Problem details
Can you rewrite the entries from the line that contains "photo below, placing" through the line that contains "x=58, y=246", keeping the requests, but offsetting every x and y value of the answer points by 146? Leave the pictures out.

Data supplied start

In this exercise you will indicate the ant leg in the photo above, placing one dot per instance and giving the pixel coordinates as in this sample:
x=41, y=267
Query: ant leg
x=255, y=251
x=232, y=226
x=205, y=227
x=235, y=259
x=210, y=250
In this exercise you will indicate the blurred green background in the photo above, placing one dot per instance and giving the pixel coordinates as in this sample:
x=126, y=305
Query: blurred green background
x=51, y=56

Data supplied end
Data supplied start

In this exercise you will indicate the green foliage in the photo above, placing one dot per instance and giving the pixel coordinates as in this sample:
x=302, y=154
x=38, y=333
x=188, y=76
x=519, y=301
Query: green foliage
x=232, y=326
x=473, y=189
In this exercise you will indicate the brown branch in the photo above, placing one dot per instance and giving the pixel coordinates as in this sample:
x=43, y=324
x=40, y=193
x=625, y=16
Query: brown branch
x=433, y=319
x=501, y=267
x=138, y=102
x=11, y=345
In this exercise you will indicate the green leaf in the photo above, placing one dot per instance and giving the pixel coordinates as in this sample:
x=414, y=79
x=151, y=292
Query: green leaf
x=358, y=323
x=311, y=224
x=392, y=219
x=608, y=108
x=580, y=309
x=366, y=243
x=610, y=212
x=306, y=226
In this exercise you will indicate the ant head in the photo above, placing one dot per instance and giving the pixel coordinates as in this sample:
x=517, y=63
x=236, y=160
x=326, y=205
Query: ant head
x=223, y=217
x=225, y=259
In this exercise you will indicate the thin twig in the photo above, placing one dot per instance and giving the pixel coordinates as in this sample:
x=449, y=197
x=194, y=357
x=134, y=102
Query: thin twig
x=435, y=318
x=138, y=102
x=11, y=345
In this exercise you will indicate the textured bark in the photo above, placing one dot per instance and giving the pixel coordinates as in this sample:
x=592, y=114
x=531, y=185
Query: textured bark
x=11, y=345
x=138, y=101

Data supplied end
Data supplied start

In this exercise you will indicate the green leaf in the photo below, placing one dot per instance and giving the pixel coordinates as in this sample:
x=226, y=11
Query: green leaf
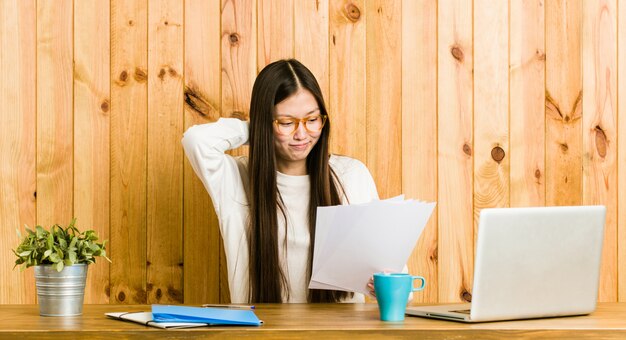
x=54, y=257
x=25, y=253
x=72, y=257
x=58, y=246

Data supplied end

Exercise answer
In this exercise you will indicate the green leaf in the photo below, placing one dot per instance and giving the pixel coordinates as in this sample:
x=226, y=11
Query: green leaf
x=200, y=403
x=171, y=399
x=218, y=403
x=204, y=392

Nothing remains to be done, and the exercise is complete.